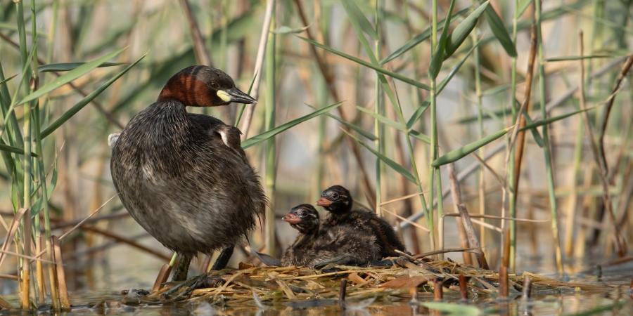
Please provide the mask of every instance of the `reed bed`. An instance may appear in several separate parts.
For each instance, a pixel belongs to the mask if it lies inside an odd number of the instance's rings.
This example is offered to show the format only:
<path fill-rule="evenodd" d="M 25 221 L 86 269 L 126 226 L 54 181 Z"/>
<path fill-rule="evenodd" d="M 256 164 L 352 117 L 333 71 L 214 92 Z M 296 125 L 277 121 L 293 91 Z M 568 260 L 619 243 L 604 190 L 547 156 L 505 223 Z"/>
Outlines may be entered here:
<path fill-rule="evenodd" d="M 155 289 L 167 279 L 174 255 L 119 228 L 132 222 L 106 140 L 196 63 L 258 100 L 191 110 L 240 127 L 271 203 L 233 261 L 246 263 L 188 299 L 332 298 L 341 278 L 348 298 L 401 299 L 459 275 L 504 296 L 530 255 L 561 277 L 630 261 L 631 1 L 115 2 L 0 4 L 0 279 L 22 308 L 69 308 L 68 291 L 98 283 L 92 267 L 121 245 L 164 264 Z M 279 256 L 291 240 L 286 210 L 333 184 L 435 261 L 250 265 L 250 250 Z M 456 246 L 475 254 L 441 260 Z M 210 258 L 198 261 L 206 271 Z"/>

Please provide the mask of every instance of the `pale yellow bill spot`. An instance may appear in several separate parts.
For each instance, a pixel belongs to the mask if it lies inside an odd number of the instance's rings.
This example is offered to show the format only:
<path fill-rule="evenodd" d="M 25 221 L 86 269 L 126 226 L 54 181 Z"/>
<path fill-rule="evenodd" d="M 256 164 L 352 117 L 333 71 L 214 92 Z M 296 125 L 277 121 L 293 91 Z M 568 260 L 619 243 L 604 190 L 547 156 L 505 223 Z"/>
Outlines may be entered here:
<path fill-rule="evenodd" d="M 216 94 L 217 94 L 217 96 L 219 97 L 219 98 L 222 99 L 222 101 L 231 102 L 231 95 L 229 94 L 226 91 L 224 90 L 218 90 Z"/>

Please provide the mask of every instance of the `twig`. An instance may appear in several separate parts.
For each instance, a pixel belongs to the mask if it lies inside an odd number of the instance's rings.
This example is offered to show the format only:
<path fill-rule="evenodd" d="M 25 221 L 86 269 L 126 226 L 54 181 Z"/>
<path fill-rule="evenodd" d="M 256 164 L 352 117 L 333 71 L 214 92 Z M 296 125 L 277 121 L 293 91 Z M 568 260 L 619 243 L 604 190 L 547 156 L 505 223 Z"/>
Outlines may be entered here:
<path fill-rule="evenodd" d="M 6 35 L 0 33 L 0 38 L 1 38 L 2 39 L 4 39 L 4 40 L 5 40 L 7 43 L 8 43 L 11 46 L 13 46 L 13 47 L 15 47 L 15 48 L 20 48 L 20 45 L 18 45 L 18 43 L 15 43 L 15 41 L 13 41 L 11 38 L 9 38 L 8 37 L 7 37 Z M 37 62 L 39 63 L 39 64 L 41 64 L 41 65 L 46 64 L 46 62 L 44 61 L 44 60 L 42 60 L 42 59 L 41 59 L 41 58 L 37 58 Z M 55 74 L 56 76 L 57 76 L 57 77 L 61 76 L 61 74 L 60 74 L 60 73 L 58 72 L 52 72 L 53 74 Z M 70 87 L 72 88 L 73 89 L 75 89 L 75 91 L 76 91 L 77 92 L 79 92 L 79 94 L 82 95 L 82 96 L 83 96 L 83 97 L 88 96 L 88 93 L 87 93 L 86 91 L 84 91 L 82 88 L 81 88 L 77 86 L 76 86 L 75 84 L 73 84 L 72 82 L 69 82 L 69 83 L 67 84 L 68 84 L 69 86 L 70 86 Z M 112 115 L 111 113 L 110 113 L 109 112 L 106 111 L 106 109 L 103 107 L 103 105 L 102 105 L 101 103 L 100 103 L 98 101 L 97 101 L 97 100 L 96 100 L 96 98 L 95 98 L 95 99 L 92 99 L 92 100 L 91 100 L 90 103 L 92 103 L 92 105 L 94 105 L 94 107 L 96 107 L 96 109 L 97 109 L 100 112 L 101 112 L 102 114 L 103 114 L 103 117 L 106 117 L 106 119 L 107 119 L 108 121 L 109 121 L 110 123 L 112 123 L 112 124 L 116 125 L 117 127 L 119 127 L 119 128 L 121 129 L 123 129 L 123 128 L 125 127 L 125 126 L 123 126 L 123 124 L 122 124 L 121 123 L 120 123 L 120 122 L 114 117 L 114 116 Z"/>
<path fill-rule="evenodd" d="M 205 47 L 205 39 L 203 38 L 200 27 L 198 26 L 198 21 L 196 20 L 196 17 L 191 12 L 191 5 L 187 0 L 180 0 L 180 5 L 187 18 L 187 22 L 189 22 L 189 30 L 191 32 L 191 37 L 193 39 L 193 52 L 196 53 L 196 59 L 203 65 L 212 67 L 211 55 L 209 55 L 209 52 Z"/>
<path fill-rule="evenodd" d="M 455 176 L 455 167 L 453 166 L 453 164 L 449 164 L 448 172 L 449 179 L 450 180 L 451 196 L 453 198 L 453 202 L 457 208 L 457 211 L 461 214 L 463 228 L 466 230 L 466 235 L 468 236 L 468 244 L 471 246 L 479 249 L 479 251 L 475 254 L 477 261 L 479 263 L 479 266 L 484 269 L 488 269 L 488 263 L 486 262 L 486 256 L 481 250 L 481 246 L 479 243 L 479 239 L 477 238 L 477 234 L 475 232 L 475 228 L 473 227 L 471 216 L 468 214 L 468 210 L 466 210 L 466 206 L 461 202 L 461 193 L 459 190 L 459 183 L 457 181 L 457 178 Z"/>
<path fill-rule="evenodd" d="M 579 36 L 580 37 L 580 109 L 585 110 L 587 108 L 587 106 L 585 105 L 584 100 L 584 62 L 582 59 L 582 57 L 584 54 L 584 43 L 582 38 L 582 31 L 580 31 L 580 34 Z M 630 60 L 630 58 L 628 60 Z M 628 61 L 627 62 L 628 62 Z M 628 67 L 622 68 L 622 71 L 627 72 L 629 68 L 630 68 L 630 65 Z M 620 72 L 620 74 L 622 72 Z M 617 85 L 620 85 L 620 81 L 618 81 Z M 615 96 L 613 98 L 610 98 L 609 101 L 608 102 L 613 102 Z M 603 204 L 604 208 L 606 209 L 607 215 L 608 216 L 609 219 L 610 220 L 611 223 L 613 225 L 615 251 L 618 253 L 618 256 L 623 257 L 627 253 L 627 246 L 625 244 L 625 241 L 622 238 L 622 236 L 620 235 L 620 229 L 618 227 L 618 223 L 615 220 L 615 215 L 613 213 L 613 209 L 611 205 L 611 200 L 609 194 L 609 182 L 608 179 L 607 178 L 607 177 L 608 176 L 608 171 L 607 169 L 606 161 L 603 160 L 603 158 L 601 158 L 603 157 L 603 156 L 601 154 L 601 152 L 596 141 L 596 138 L 594 137 L 594 132 L 593 130 L 592 130 L 592 126 L 589 123 L 589 113 L 587 111 L 583 111 L 582 117 L 583 119 L 584 119 L 584 128 L 587 130 L 587 135 L 589 138 L 589 145 L 591 145 L 592 153 L 594 156 L 594 160 L 596 161 L 596 164 L 597 164 L 598 167 L 600 168 L 601 172 L 599 173 L 600 180 L 602 183 L 603 199 L 604 199 Z"/>
<path fill-rule="evenodd" d="M 340 309 L 345 309 L 345 294 L 347 290 L 347 279 L 340 280 L 340 287 L 338 289 L 338 305 Z"/>
<path fill-rule="evenodd" d="M 580 62 L 582 62 L 582 58 L 580 59 Z M 620 74 L 618 75 L 618 78 L 615 79 L 615 84 L 611 90 L 611 94 L 607 100 L 606 106 L 603 110 L 602 121 L 601 122 L 600 129 L 599 129 L 599 133 L 598 134 L 598 152 L 600 153 L 600 157 L 602 159 L 602 164 L 607 172 L 608 172 L 608 168 L 607 166 L 606 157 L 604 154 L 604 134 L 606 132 L 607 123 L 608 123 L 609 121 L 609 114 L 611 113 L 611 108 L 613 107 L 613 102 L 615 100 L 615 96 L 617 95 L 616 92 L 620 90 L 620 86 L 622 84 L 622 80 L 627 76 L 627 73 L 629 72 L 629 70 L 631 69 L 632 65 L 633 65 L 633 55 L 629 56 L 629 58 L 627 58 L 626 62 L 622 65 L 622 69 L 620 70 Z"/>
<path fill-rule="evenodd" d="M 101 204 L 101 206 L 98 207 L 97 209 L 94 210 L 94 211 L 93 211 L 92 213 L 91 213 L 90 215 L 89 215 L 87 217 L 86 217 L 85 218 L 84 218 L 83 220 L 82 220 L 82 221 L 79 222 L 77 225 L 75 225 L 75 227 L 73 227 L 72 228 L 70 228 L 70 230 L 68 230 L 68 232 L 64 232 L 63 235 L 62 235 L 61 236 L 60 236 L 59 240 L 60 240 L 60 241 L 63 240 L 63 239 L 64 239 L 64 237 L 65 237 L 66 236 L 68 235 L 68 234 L 70 234 L 71 232 L 72 232 L 73 231 L 75 231 L 75 230 L 81 227 L 82 225 L 84 225 L 84 224 L 86 223 L 87 220 L 88 220 L 89 219 L 90 219 L 90 218 L 92 217 L 93 216 L 94 216 L 94 214 L 96 214 L 99 211 L 101 210 L 101 209 L 103 208 L 103 206 L 106 206 L 106 204 L 108 204 L 108 202 L 109 202 L 110 201 L 112 201 L 113 199 L 114 199 L 114 198 L 116 197 L 117 197 L 117 195 L 114 195 L 112 196 L 112 197 L 110 197 L 110 199 L 108 199 L 108 201 L 106 201 L 105 202 L 103 202 L 103 204 Z"/>
<path fill-rule="evenodd" d="M 591 77 L 589 78 L 587 82 L 591 82 L 591 81 L 594 79 L 598 78 L 599 77 L 603 76 L 606 74 L 611 68 L 618 65 L 624 60 L 625 58 L 615 58 L 614 60 L 611 61 L 607 65 L 605 65 L 598 70 L 596 70 L 593 74 L 592 74 Z M 546 110 L 549 111 L 551 111 L 553 109 L 558 107 L 565 103 L 570 98 L 574 96 L 574 93 L 578 90 L 578 86 L 574 86 L 573 88 L 570 88 L 568 90 L 565 91 L 561 96 L 556 98 L 554 100 L 551 100 L 546 105 Z M 535 120 L 538 119 L 541 117 L 540 114 L 536 114 L 532 116 L 532 119 Z M 492 147 L 490 151 L 486 152 L 486 154 L 482 157 L 484 160 L 490 160 L 493 157 L 496 156 L 497 154 L 501 152 L 506 147 L 506 143 L 504 142 L 501 142 L 499 143 L 496 147 Z M 469 164 L 468 166 L 463 169 L 459 173 L 457 174 L 457 180 L 462 181 L 463 179 L 466 179 L 473 172 L 476 171 L 479 168 L 481 167 L 481 164 L 479 162 L 475 162 Z M 445 189 L 442 191 L 442 197 L 447 197 L 448 195 L 451 193 L 450 188 Z M 435 202 L 433 204 L 435 204 L 437 202 Z M 411 221 L 416 221 L 420 218 L 424 216 L 423 212 L 418 212 L 415 214 L 411 215 L 407 219 Z M 406 228 L 409 227 L 411 224 L 409 222 L 403 221 L 400 224 L 400 227 L 402 228 Z"/>

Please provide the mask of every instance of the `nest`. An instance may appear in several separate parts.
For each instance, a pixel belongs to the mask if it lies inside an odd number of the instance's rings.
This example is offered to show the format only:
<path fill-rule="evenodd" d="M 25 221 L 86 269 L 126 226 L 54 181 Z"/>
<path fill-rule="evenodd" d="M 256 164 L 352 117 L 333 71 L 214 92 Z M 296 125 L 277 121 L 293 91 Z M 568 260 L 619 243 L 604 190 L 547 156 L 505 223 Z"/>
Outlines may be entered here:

________________

* _EXERCISE_
Pick out every line above that contains the word "Please".

* _REPLY TO THE TASK_
Please provide the mask of every instance of the `reed bed`. An instance may appear in several separate parts.
Please provide the mask of every instance of the `pale yellow bill spot`. An instance may appear in several separate parts.
Please provide the mask of every instance of the `twig`. An instance may appear in several separate parts.
Please provide the mask of every instance of the `nest`. An instance may appear in several separate parts.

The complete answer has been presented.